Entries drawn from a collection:
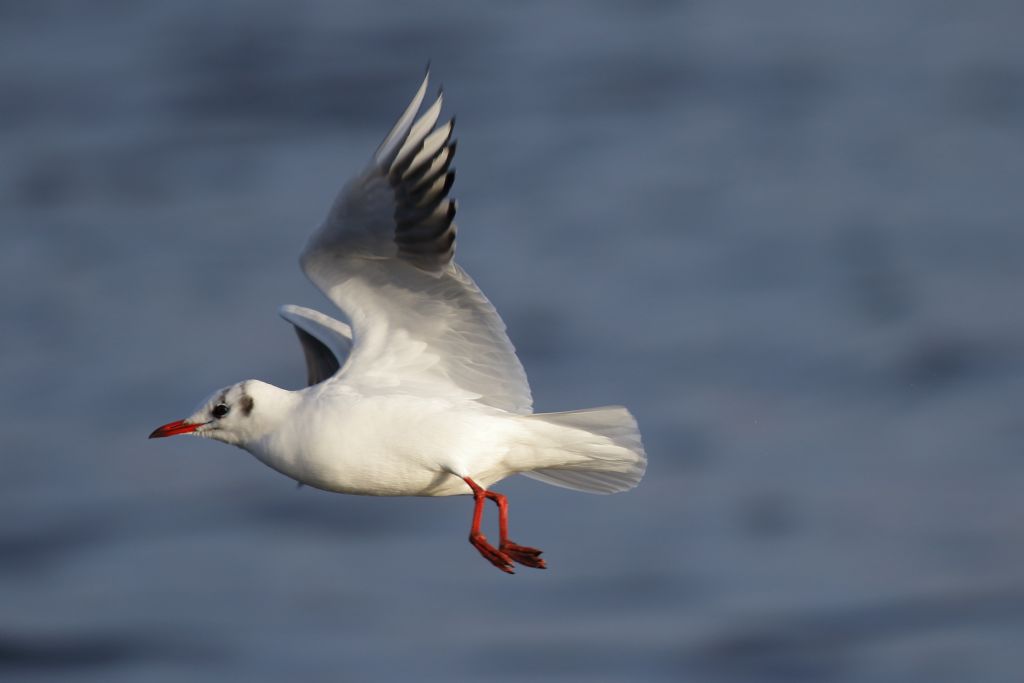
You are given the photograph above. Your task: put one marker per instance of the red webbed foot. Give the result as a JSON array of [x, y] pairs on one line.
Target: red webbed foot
[[497, 557], [523, 555]]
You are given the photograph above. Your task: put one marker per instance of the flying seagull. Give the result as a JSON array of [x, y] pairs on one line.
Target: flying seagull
[[420, 392]]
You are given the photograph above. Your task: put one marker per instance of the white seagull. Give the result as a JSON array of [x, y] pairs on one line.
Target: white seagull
[[420, 393]]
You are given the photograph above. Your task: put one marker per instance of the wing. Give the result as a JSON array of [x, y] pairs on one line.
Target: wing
[[326, 342], [384, 256]]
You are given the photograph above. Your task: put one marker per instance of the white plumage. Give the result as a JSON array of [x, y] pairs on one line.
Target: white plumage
[[420, 392]]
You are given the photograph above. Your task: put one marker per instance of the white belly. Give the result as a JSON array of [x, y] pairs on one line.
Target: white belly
[[391, 445]]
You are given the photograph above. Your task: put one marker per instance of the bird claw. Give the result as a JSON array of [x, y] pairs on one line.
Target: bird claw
[[497, 557], [523, 555]]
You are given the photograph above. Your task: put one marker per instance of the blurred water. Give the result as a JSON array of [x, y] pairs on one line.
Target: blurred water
[[786, 235]]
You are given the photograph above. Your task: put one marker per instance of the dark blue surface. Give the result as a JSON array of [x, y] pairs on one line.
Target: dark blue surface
[[786, 236]]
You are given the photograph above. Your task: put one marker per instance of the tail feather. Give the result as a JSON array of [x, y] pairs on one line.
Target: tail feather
[[599, 450]]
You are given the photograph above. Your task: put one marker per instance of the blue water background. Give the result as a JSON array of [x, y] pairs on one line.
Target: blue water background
[[787, 236]]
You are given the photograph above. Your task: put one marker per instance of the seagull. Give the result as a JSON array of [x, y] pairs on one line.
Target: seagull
[[420, 391]]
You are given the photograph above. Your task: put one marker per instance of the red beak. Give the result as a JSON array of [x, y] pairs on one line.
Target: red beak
[[176, 427]]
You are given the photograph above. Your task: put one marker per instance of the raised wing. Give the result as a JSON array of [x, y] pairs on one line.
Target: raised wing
[[384, 257], [326, 342]]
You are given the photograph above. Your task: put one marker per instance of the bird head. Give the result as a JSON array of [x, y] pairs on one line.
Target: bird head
[[238, 415]]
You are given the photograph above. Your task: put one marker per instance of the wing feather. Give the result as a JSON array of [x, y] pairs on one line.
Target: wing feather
[[384, 256]]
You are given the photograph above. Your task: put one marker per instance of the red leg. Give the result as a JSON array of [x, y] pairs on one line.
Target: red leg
[[507, 552]]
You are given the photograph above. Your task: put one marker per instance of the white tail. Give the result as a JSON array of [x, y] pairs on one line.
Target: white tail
[[597, 451]]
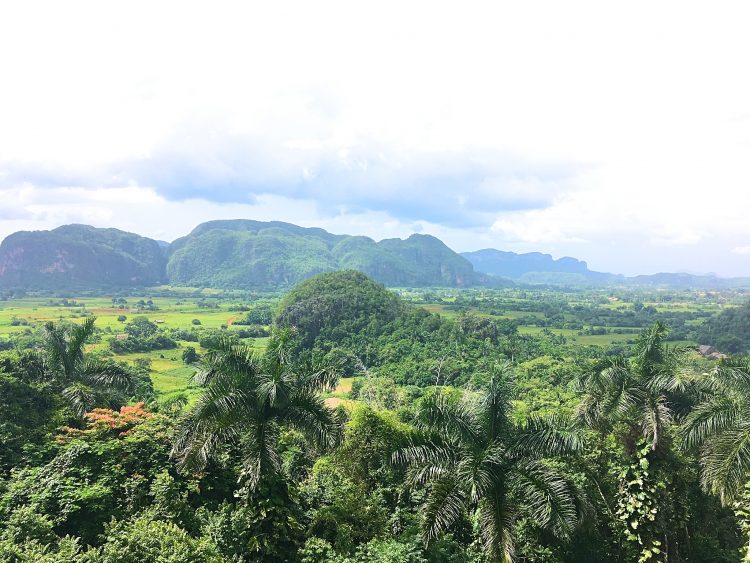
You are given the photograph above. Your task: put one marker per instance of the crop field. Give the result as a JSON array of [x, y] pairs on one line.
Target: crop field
[[168, 372], [534, 313]]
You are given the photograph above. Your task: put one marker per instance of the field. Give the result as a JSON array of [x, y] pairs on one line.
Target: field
[[581, 318], [168, 373]]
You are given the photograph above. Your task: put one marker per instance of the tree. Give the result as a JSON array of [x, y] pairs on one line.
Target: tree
[[250, 398], [720, 428], [475, 458], [639, 396], [86, 381], [189, 355], [638, 399]]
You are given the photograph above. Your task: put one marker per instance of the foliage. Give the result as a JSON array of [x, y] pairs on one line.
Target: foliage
[[249, 398], [474, 458]]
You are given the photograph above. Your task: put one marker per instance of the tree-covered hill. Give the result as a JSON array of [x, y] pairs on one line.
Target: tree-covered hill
[[253, 254], [79, 257]]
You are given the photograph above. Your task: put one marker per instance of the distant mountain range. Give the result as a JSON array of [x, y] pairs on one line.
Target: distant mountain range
[[248, 254]]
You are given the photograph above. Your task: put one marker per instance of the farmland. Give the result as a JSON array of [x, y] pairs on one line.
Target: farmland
[[574, 318]]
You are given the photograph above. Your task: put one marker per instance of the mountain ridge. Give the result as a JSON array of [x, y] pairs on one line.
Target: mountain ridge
[[245, 254]]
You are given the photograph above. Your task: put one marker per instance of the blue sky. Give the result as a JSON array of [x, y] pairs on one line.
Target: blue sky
[[618, 135]]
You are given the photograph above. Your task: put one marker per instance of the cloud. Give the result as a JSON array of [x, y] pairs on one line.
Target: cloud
[[454, 188], [512, 125]]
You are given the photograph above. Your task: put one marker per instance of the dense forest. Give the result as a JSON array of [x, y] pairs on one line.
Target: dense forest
[[460, 439], [273, 255]]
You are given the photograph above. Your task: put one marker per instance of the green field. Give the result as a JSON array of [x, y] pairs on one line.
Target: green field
[[168, 373]]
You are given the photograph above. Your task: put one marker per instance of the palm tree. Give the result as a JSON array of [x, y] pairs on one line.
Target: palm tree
[[248, 399], [86, 381], [720, 428], [476, 459], [639, 396]]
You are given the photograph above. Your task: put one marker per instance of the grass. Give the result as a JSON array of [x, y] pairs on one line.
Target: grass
[[169, 375]]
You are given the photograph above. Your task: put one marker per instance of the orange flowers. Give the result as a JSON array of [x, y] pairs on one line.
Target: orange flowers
[[102, 420]]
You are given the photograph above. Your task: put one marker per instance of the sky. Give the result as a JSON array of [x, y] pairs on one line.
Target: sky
[[617, 133]]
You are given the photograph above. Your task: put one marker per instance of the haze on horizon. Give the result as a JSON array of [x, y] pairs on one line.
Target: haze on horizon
[[619, 135]]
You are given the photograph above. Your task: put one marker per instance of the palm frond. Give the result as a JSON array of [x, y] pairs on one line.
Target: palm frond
[[442, 414], [496, 520], [446, 502], [547, 437], [80, 397], [548, 496], [726, 462], [708, 420]]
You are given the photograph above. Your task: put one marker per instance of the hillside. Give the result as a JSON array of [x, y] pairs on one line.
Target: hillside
[[79, 257], [534, 267], [253, 254]]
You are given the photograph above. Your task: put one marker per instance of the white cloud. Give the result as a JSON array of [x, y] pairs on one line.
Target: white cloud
[[645, 103]]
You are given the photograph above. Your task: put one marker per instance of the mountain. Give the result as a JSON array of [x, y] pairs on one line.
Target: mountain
[[247, 254], [535, 267], [253, 254], [79, 257]]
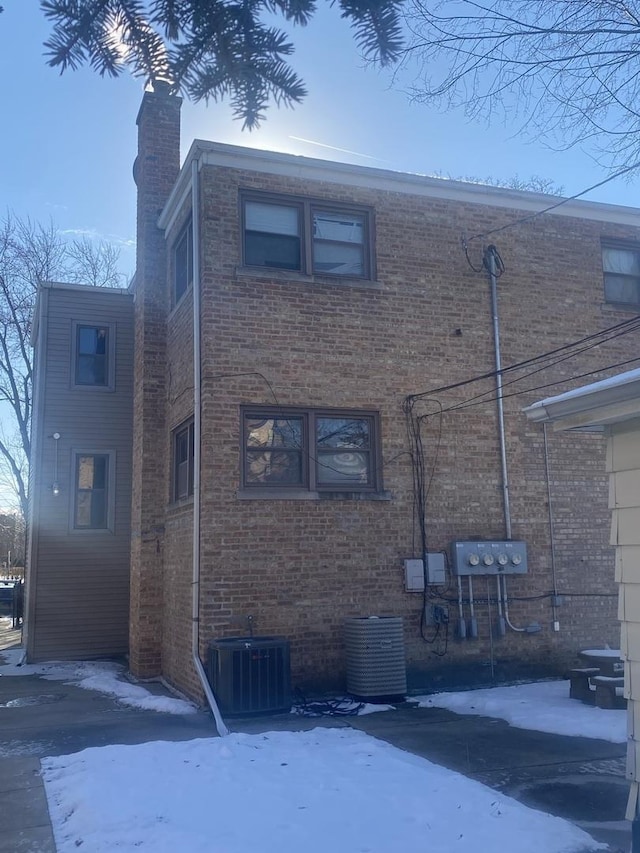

**Aim**:
Could you rewrite the whole listing above as a numbered list, skipping blank lines and leaving the pictures out?

**Completed exercise**:
1. You are given the photograph above. Your task: put one marker per instance of the red webbed foot. Give the result as a JSON array of [x, y] pairs on one line.
2. Target: red webbed foot
3. [[497, 557], [523, 555]]
4. You are given the photograph above. Your task: put one marker per instance of the flying seagull. Give the result as a JSON array of [x, y] pairs on one line.
5. Target: flying seagull
6. [[420, 392]]
7. You are given the photograph above. Your task: put one marker per instance of the white seagull. Give the result as a JSON array of [x, y] pairs on one line.
8. Target: white seagull
9. [[420, 393]]
10. You are given the photograph above. Your task: put one marker per instance of the wing. Give the result as a JSON array of [x, y] pairs on one line.
11. Target: wing
12. [[326, 342], [384, 256]]
13. You are given the photograph above. Your task: put one marker per instance of the white plumage. Give the result as a JSON array of [x, y] pairs on one line.
14. Target: white plumage
15. [[420, 392]]
16. You are given the photograph above. Your task: put one marker per instance of the white belly. Give the result as a JSON array of [x, y] pairs on one line.
17. Target: white belly
18. [[391, 445]]
19. You are given the photograph above. Your task: put one marker per instance of the bird claw. Give the result as a JSON array of [x, y] pairs on one line.
20. Target: bird claw
21. [[497, 557], [523, 555]]
22. You are given the photograph above. Your task: put one marker per instance of the blurred water. Give the result as a JSON array of [x, y] pairs on one line.
23. Target: blurred water
24. [[786, 235]]
25. You are given the photograph above. Your task: put one marker per instance of the dark blue surface. Give the result as a JSON array of [x, y] pairs on one line.
26. Target: dark blue surface
27. [[786, 236]]
28. You are given the photograph above. Your task: put one marker per instance of the tail feather. Give the result as a JSON array of [x, y] pairs on one line.
29. Target: tail feather
30. [[599, 450]]
31. You are given the photograph above. Your task: put one marker per instance of the blue water background. Give the result as a JSON array of [x, y] pairs on one line.
32. Target: blue water background
33. [[787, 236]]
34. You are given the photograph above. Your task: put one marker per instance of the seagull. Give the result as a JSON array of [x, y] pairs on one line.
35. Target: seagull
36. [[420, 391]]
37. You are given the photograph above. Your task: put one marker per instance of the red beak. Give the result as a JSON array of [x, y] pairs on one line.
38. Target: red beak
39. [[176, 427]]
40. You are given the photograph above. Your task: put one marker per instance of the raised wing. Give the result as a JSON array of [x, y] pairs on one line.
41. Target: raised wing
42. [[384, 257], [326, 342]]
43. You are given the photograph above. Your task: put one marker per instance of the bird head. Give the result as a JSON array of [x, y] pairs on one line.
44. Target: bird head
45. [[238, 415]]
46. You are given the photograph above. Your task: put one marker per instance of the wing feather. Give the result as a JSON array of [x, y] pairs on one line.
47. Target: wing feather
48. [[384, 256]]
49. You are given the photograph above. Your task: put one marker per instance of the red leg. Give the result as a JSON array of [x, y] pairs on one line.
50. Target: red leg
51. [[507, 552]]
52. You are given the photograph above. Your task: put one marker per instance of the white tail. Give the result as a JSON array of [x, y] pairs on one line.
53. Target: white tail
54. [[597, 451]]
55. You are given the photograph above. Your task: put one marker per instance of the crop field. Give the result as a JSON array of [x, y] pairs on one line.
56. Target: crop field
57. [[168, 372], [534, 313]]
58. You are given the photograph above. Your task: put one marker per instance of the field. Give the result as a JSON array of [x, y] pairs on one line.
59. Target: field
60. [[581, 318], [168, 373]]
61. You are given the photograph above. Your task: put one marker per instance of the tree. Give the result as a JSON array of [x, y] pairs on one line.
62. Target: tree
63. [[250, 398], [720, 428], [475, 458], [639, 396], [86, 381], [189, 355], [638, 399]]
64. You are given the photograph above. Your task: put one marker per instance of the foliage. Give the result as a JSON array of [x, y] pairs on one line.
65. Target: foliage
66. [[249, 398], [474, 458]]
67. You are given the photograph above. Your task: put one marker per instance of the tree-covered hill. Give the result as a JSON array of [x, y] pairs on one line.
68. Target: tree-covered hill
69. [[253, 254], [79, 257]]
70. You are given the photograph above. Your task: put one marker per instance of the distant mountain range. Give the result as a JSON array of [x, y] pairs on one line.
71. Target: distant mountain range
72. [[248, 254]]
73. You are given the photograph above. Your task: put one marker per instance of the farmland. Give the result as a JSON array of [x, y] pairs on one line.
74. Target: farmland
75. [[574, 318]]
76. You are given the photograph above. Your task: put one marker per instance of the mountain ridge. Give the result as a JSON array of [x, y] pairs on one line.
77. Target: mountain ridge
78. [[245, 254]]
79. You are given the photograph above. Your task: put one marker per instance of the blue sky. Give the result as a JSON array of [x, y] pairs on one line.
80. Target: blue sky
81. [[618, 135]]
82. You are given the photograph above. Your task: put one marker per instance of the cloud. Give the result as a JSON array of [x, y] pairs on one line.
83. Target: cloud
84. [[454, 188], [512, 125]]
85. You are given the photograph above. Your task: put one marker per instance of the dense forest. Give the result as a JSON array of [x, y] pairs on one line.
86. Target: dense forest
87. [[460, 439], [273, 255]]
88. You are given the photograph above. Your task: put one marker per instance of the green field. Give the result as a JSON array of [x, y] pairs on one line.
89. Target: green field
90. [[168, 373]]
91. You are given the photograph above. Your task: put one marker per instance of the palm tree. Give the result as a JSON array of [x, y] pairs on one line.
92. Target: palm tree
93. [[248, 399], [86, 381], [720, 428], [476, 459], [639, 396]]
94. You are given the photograph above. Your task: put one marker per instance of the grass. Give the result as a JSON array of [x, y] pairs on one line.
95. Target: grass
96. [[169, 375]]
97. You are given the photograph above. Your task: put one marker per instance of the orange flowers. Give the result as a JSON array of [x, y] pairs on one line.
98. Target: orange flowers
99. [[102, 420]]
100. You are given the photograph above. Your task: put one marker per instance of the sky. Give the result as a JSON array of [x, y] pairs on one line.
101. Target: sky
102. [[617, 133]]
103. You are given the photograph above. Your task: put one marker per instance of the haze on horizon. Give the result as a JSON array of [x, y] pairs on one line.
104. Target: haze on horizon
105. [[619, 135]]
106. You are given the photograph above. Your task: put one marker per instance of the palm frond. Give the result as a JSON array of [x, y] pairs on one line.
107. Target: palm frond
108. [[442, 414], [496, 520], [446, 502], [547, 437], [80, 397], [548, 496], [726, 462], [708, 420]]
109. You are given the photograph above. Your task: put one marker per instance of the hillside. Give the result as a JSON array of [x, y] pairs on one line.
110. Target: hillside
111. [[79, 257], [534, 267], [253, 254]]
112. You are given the photograph above. Your task: put one marker per instance of the white cloud. Give the result as a JSON array of [x, y] pairs on one line.
113. Target: white cloud
114. [[645, 103]]
115. You are given the photograph above. Your task: put one marker per instance of the mountain. Give the result as a JSON array of [x, y] pairs on one line.
116. Target: mountain
117. [[247, 254], [535, 267], [253, 254], [79, 257]]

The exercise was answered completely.